Copy the lines of the listing below verbatim, from the line with "palm tree silhouette in this photo." through the end of the listing, including both ends. Leave the pictures out of your copy.

--------------------------------

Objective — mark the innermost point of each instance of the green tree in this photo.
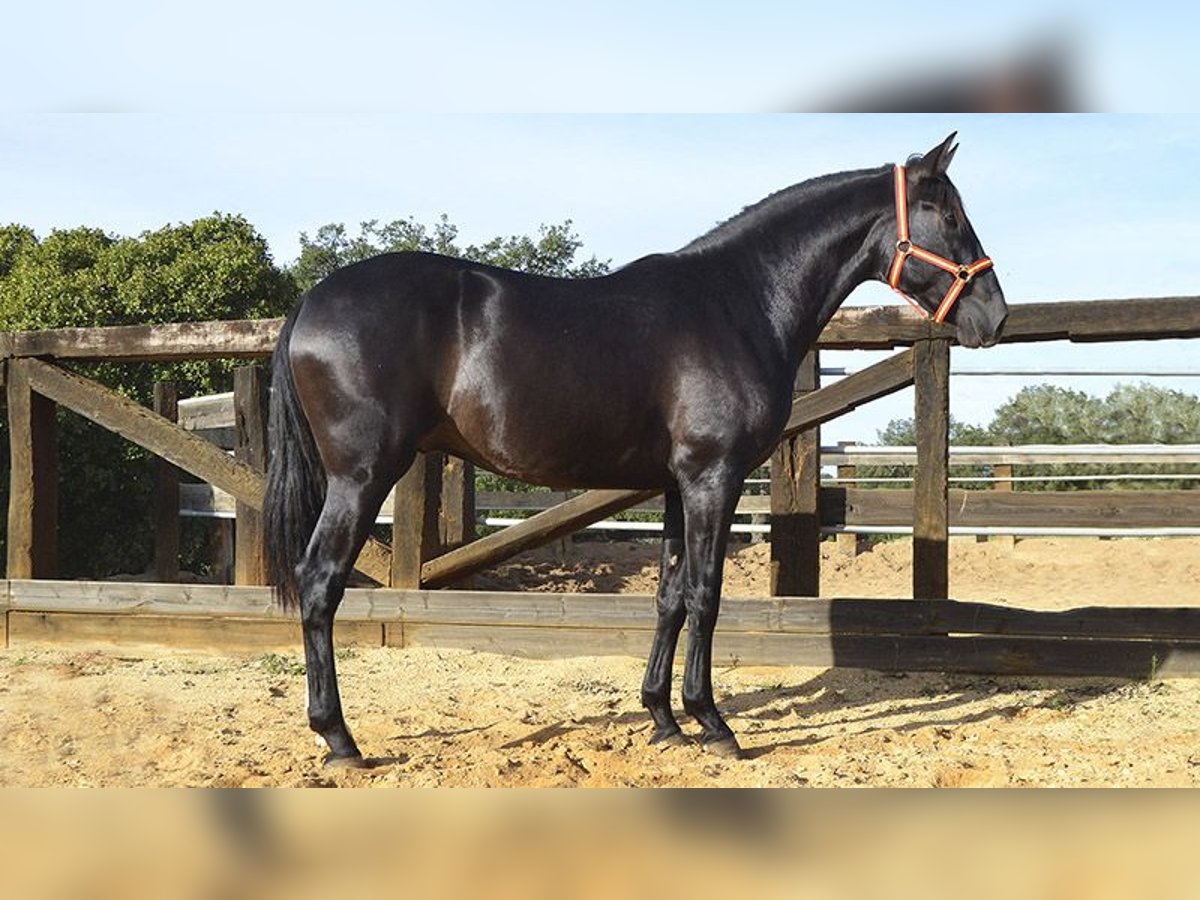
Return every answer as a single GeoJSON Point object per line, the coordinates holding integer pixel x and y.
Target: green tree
{"type": "Point", "coordinates": [1049, 414]}
{"type": "Point", "coordinates": [214, 268]}
{"type": "Point", "coordinates": [552, 252]}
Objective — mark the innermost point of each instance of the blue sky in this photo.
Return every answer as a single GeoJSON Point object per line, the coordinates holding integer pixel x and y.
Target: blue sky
{"type": "Point", "coordinates": [1072, 208]}
{"type": "Point", "coordinates": [543, 55]}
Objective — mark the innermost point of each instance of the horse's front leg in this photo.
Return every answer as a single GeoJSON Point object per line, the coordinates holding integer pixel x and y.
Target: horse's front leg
{"type": "Point", "coordinates": [657, 684]}
{"type": "Point", "coordinates": [709, 501]}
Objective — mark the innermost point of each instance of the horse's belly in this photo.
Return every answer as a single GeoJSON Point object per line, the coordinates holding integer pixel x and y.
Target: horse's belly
{"type": "Point", "coordinates": [563, 447]}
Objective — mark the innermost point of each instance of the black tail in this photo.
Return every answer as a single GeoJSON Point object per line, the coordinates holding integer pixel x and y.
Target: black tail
{"type": "Point", "coordinates": [295, 478]}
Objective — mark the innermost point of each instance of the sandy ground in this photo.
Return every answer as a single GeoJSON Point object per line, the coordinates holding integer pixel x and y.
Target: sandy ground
{"type": "Point", "coordinates": [78, 717]}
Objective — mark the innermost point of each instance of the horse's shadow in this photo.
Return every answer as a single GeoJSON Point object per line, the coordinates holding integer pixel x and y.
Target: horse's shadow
{"type": "Point", "coordinates": [845, 701]}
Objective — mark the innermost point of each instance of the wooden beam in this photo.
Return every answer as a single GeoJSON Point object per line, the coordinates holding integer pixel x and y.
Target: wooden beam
{"type": "Point", "coordinates": [144, 427]}
{"type": "Point", "coordinates": [414, 520]}
{"type": "Point", "coordinates": [795, 508]}
{"type": "Point", "coordinates": [246, 339]}
{"type": "Point", "coordinates": [456, 520]}
{"type": "Point", "coordinates": [166, 491]}
{"type": "Point", "coordinates": [147, 429]}
{"type": "Point", "coordinates": [885, 327]}
{"type": "Point", "coordinates": [1048, 509]}
{"type": "Point", "coordinates": [852, 391]}
{"type": "Point", "coordinates": [250, 448]}
{"type": "Point", "coordinates": [34, 478]}
{"type": "Point", "coordinates": [801, 616]}
{"type": "Point", "coordinates": [930, 522]}
{"type": "Point", "coordinates": [1079, 321]}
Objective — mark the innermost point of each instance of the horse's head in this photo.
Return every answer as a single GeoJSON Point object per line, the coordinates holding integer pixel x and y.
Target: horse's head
{"type": "Point", "coordinates": [936, 259]}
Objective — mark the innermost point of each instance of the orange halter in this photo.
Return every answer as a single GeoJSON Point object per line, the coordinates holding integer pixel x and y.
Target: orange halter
{"type": "Point", "coordinates": [905, 249]}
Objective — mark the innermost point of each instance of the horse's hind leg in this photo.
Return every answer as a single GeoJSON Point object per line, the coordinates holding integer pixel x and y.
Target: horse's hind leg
{"type": "Point", "coordinates": [351, 508]}
{"type": "Point", "coordinates": [657, 684]}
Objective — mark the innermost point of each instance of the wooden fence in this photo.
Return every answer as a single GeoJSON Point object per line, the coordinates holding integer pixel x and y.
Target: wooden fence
{"type": "Point", "coordinates": [431, 546]}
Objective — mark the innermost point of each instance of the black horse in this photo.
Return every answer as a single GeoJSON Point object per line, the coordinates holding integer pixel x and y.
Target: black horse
{"type": "Point", "coordinates": [673, 372]}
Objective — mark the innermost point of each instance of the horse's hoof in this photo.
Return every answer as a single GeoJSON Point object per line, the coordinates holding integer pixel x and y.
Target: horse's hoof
{"type": "Point", "coordinates": [346, 762]}
{"type": "Point", "coordinates": [669, 738]}
{"type": "Point", "coordinates": [726, 747]}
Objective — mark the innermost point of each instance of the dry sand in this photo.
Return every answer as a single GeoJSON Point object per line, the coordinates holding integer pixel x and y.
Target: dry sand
{"type": "Point", "coordinates": [79, 717]}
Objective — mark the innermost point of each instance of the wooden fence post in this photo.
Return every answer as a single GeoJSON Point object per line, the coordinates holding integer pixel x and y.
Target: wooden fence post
{"type": "Point", "coordinates": [1003, 474]}
{"type": "Point", "coordinates": [795, 503]}
{"type": "Point", "coordinates": [34, 486]}
{"type": "Point", "coordinates": [166, 516]}
{"type": "Point", "coordinates": [847, 541]}
{"type": "Point", "coordinates": [414, 523]}
{"type": "Point", "coordinates": [250, 447]}
{"type": "Point", "coordinates": [930, 527]}
{"type": "Point", "coordinates": [456, 517]}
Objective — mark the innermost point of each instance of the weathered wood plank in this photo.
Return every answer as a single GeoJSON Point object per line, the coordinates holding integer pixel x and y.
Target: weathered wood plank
{"type": "Point", "coordinates": [617, 611]}
{"type": "Point", "coordinates": [456, 520]}
{"type": "Point", "coordinates": [250, 448]}
{"type": "Point", "coordinates": [34, 478]}
{"type": "Point", "coordinates": [133, 421]}
{"type": "Point", "coordinates": [219, 634]}
{"type": "Point", "coordinates": [1061, 509]}
{"type": "Point", "coordinates": [144, 427]}
{"type": "Point", "coordinates": [213, 411]}
{"type": "Point", "coordinates": [852, 391]}
{"type": "Point", "coordinates": [930, 521]}
{"type": "Point", "coordinates": [166, 493]}
{"type": "Point", "coordinates": [795, 503]}
{"type": "Point", "coordinates": [244, 339]}
{"type": "Point", "coordinates": [414, 520]}
{"type": "Point", "coordinates": [1023, 454]}
{"type": "Point", "coordinates": [881, 327]}
{"type": "Point", "coordinates": [1134, 318]}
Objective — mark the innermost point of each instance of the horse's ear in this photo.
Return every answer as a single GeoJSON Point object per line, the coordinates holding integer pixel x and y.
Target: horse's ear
{"type": "Point", "coordinates": [937, 160]}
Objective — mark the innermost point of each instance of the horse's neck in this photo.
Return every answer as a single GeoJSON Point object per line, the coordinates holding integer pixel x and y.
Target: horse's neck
{"type": "Point", "coordinates": [815, 251]}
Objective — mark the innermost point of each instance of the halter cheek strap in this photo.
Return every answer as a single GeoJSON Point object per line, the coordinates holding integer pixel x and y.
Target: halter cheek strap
{"type": "Point", "coordinates": [905, 249]}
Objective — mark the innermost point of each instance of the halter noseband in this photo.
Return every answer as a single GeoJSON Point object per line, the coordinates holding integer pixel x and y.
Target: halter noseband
{"type": "Point", "coordinates": [905, 249]}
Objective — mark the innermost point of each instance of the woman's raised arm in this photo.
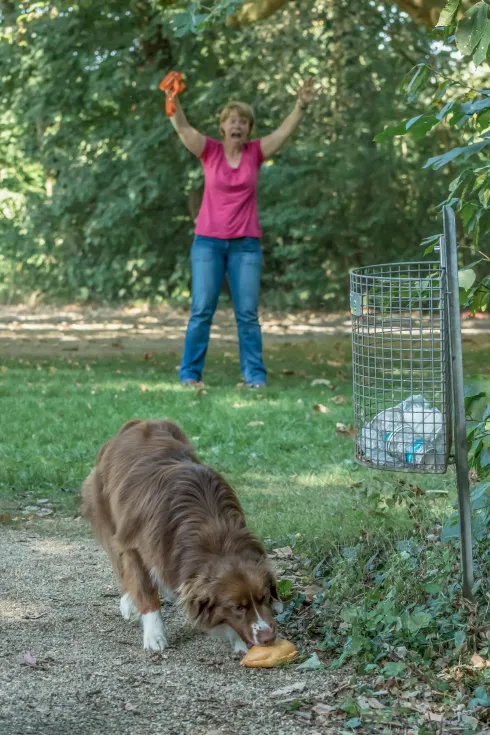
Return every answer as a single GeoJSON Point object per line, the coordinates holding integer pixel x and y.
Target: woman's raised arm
{"type": "Point", "coordinates": [193, 140]}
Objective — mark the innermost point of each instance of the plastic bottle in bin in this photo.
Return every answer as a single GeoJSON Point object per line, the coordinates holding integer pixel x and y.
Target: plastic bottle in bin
{"type": "Point", "coordinates": [411, 433]}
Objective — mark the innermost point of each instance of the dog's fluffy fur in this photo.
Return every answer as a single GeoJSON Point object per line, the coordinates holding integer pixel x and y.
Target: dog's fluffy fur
{"type": "Point", "coordinates": [168, 521]}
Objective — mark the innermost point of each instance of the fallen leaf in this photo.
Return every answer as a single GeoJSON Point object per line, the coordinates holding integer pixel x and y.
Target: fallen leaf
{"type": "Point", "coordinates": [44, 512]}
{"type": "Point", "coordinates": [293, 688]}
{"type": "Point", "coordinates": [321, 381]}
{"type": "Point", "coordinates": [324, 709]}
{"type": "Point", "coordinates": [312, 664]}
{"type": "Point", "coordinates": [320, 408]}
{"type": "Point", "coordinates": [33, 616]}
{"type": "Point", "coordinates": [27, 659]}
{"type": "Point", "coordinates": [433, 717]}
{"type": "Point", "coordinates": [375, 703]}
{"type": "Point", "coordinates": [311, 592]}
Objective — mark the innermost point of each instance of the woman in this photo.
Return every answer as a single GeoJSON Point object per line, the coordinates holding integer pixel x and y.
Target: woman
{"type": "Point", "coordinates": [227, 233]}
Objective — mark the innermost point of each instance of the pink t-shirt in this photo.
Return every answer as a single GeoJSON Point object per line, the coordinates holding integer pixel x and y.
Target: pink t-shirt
{"type": "Point", "coordinates": [229, 205]}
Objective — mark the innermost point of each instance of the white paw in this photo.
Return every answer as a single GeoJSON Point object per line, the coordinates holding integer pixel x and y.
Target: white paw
{"type": "Point", "coordinates": [128, 608]}
{"type": "Point", "coordinates": [153, 631]}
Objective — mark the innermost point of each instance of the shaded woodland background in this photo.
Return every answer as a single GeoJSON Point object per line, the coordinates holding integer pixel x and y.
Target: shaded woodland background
{"type": "Point", "coordinates": [96, 191]}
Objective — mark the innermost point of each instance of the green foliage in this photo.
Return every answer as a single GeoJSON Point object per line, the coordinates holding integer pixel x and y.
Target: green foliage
{"type": "Point", "coordinates": [401, 608]}
{"type": "Point", "coordinates": [454, 104]}
{"type": "Point", "coordinates": [95, 184]}
{"type": "Point", "coordinates": [479, 457]}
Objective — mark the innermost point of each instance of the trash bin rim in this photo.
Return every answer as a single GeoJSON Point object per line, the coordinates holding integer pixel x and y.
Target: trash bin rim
{"type": "Point", "coordinates": [362, 271]}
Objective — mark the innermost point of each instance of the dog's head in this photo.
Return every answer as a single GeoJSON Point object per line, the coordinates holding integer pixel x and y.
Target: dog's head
{"type": "Point", "coordinates": [239, 593]}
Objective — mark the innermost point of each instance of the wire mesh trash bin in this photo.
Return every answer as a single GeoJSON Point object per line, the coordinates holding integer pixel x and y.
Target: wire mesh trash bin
{"type": "Point", "coordinates": [401, 367]}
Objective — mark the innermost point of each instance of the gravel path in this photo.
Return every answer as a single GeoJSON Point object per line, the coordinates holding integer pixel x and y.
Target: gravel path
{"type": "Point", "coordinates": [59, 605]}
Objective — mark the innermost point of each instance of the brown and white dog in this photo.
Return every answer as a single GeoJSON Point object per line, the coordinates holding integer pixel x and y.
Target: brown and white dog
{"type": "Point", "coordinates": [169, 522]}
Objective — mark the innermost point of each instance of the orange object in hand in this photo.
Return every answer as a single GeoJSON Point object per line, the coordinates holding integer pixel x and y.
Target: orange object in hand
{"type": "Point", "coordinates": [172, 85]}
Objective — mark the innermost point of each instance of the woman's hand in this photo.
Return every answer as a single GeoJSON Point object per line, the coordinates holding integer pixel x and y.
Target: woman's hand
{"type": "Point", "coordinates": [307, 93]}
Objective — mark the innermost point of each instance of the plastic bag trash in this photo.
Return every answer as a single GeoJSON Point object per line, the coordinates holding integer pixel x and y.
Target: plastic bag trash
{"type": "Point", "coordinates": [408, 435]}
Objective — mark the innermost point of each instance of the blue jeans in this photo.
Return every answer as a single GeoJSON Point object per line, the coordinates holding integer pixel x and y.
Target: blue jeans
{"type": "Point", "coordinates": [241, 259]}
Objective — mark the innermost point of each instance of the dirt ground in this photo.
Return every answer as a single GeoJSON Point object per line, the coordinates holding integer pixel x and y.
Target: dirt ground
{"type": "Point", "coordinates": [88, 332]}
{"type": "Point", "coordinates": [59, 608]}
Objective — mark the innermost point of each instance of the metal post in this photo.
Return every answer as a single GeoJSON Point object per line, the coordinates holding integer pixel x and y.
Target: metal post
{"type": "Point", "coordinates": [449, 254]}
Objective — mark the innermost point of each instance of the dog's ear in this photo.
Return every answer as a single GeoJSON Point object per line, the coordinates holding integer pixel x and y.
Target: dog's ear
{"type": "Point", "coordinates": [129, 424]}
{"type": "Point", "coordinates": [198, 601]}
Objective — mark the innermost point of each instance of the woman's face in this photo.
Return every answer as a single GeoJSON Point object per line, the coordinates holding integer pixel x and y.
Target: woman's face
{"type": "Point", "coordinates": [236, 127]}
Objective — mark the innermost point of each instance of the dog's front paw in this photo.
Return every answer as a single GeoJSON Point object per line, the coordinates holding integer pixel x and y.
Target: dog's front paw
{"type": "Point", "coordinates": [154, 637]}
{"type": "Point", "coordinates": [128, 608]}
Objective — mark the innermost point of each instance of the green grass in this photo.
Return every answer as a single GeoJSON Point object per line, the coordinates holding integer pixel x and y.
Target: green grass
{"type": "Point", "coordinates": [293, 473]}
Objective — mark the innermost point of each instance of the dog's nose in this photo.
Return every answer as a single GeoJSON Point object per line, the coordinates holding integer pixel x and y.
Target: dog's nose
{"type": "Point", "coordinates": [267, 636]}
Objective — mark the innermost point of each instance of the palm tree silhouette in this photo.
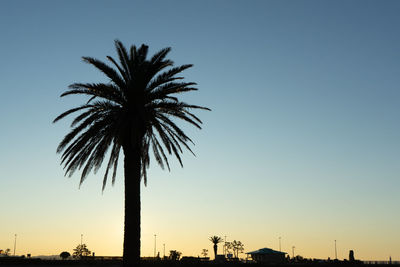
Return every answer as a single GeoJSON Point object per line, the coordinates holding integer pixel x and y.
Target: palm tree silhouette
{"type": "Point", "coordinates": [215, 240]}
{"type": "Point", "coordinates": [134, 111]}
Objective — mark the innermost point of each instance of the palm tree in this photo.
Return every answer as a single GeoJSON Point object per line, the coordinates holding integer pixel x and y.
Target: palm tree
{"type": "Point", "coordinates": [215, 240]}
{"type": "Point", "coordinates": [134, 111]}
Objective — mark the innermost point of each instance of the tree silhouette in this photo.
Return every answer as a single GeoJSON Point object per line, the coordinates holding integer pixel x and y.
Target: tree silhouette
{"type": "Point", "coordinates": [174, 255]}
{"type": "Point", "coordinates": [237, 247]}
{"type": "Point", "coordinates": [7, 252]}
{"type": "Point", "coordinates": [134, 111]}
{"type": "Point", "coordinates": [81, 251]}
{"type": "Point", "coordinates": [64, 255]}
{"type": "Point", "coordinates": [215, 240]}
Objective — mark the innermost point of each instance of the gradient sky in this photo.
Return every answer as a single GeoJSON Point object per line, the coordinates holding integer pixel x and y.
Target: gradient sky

--------------------------------

§ **EXPECTED OUTPUT**
Objective — mark the innermost point of each instance of the palm tree silhouette in this photo.
Return every answer as a single GeoJSON Point object per line, the coordinates holding integer pixel x and y.
Target: palm tree silhouette
{"type": "Point", "coordinates": [215, 240]}
{"type": "Point", "coordinates": [134, 111]}
Objective — mark the innermost point of each instance of the palm tree in this photo.
Return every answer as a single GeoJSON Point object per line, the coordinates holding integer pixel x and y.
Target: palm tree
{"type": "Point", "coordinates": [215, 240]}
{"type": "Point", "coordinates": [134, 111]}
Objective — mark the innermost point of each instance of the tree silhouette in this photo.
Return every answer as a single GeoJSON Point object per line, the coordinates holding integer pixel x and y.
Target: tree silhouette
{"type": "Point", "coordinates": [174, 255]}
{"type": "Point", "coordinates": [237, 247]}
{"type": "Point", "coordinates": [7, 252]}
{"type": "Point", "coordinates": [134, 111]}
{"type": "Point", "coordinates": [81, 251]}
{"type": "Point", "coordinates": [64, 255]}
{"type": "Point", "coordinates": [215, 240]}
Objective — mark the innermost point of each instance of the gradient sky in this photo.
Return every answer as a single GeoJSON Point object per line, the coordinates holding integer pixel x and y.
Target: gradient sky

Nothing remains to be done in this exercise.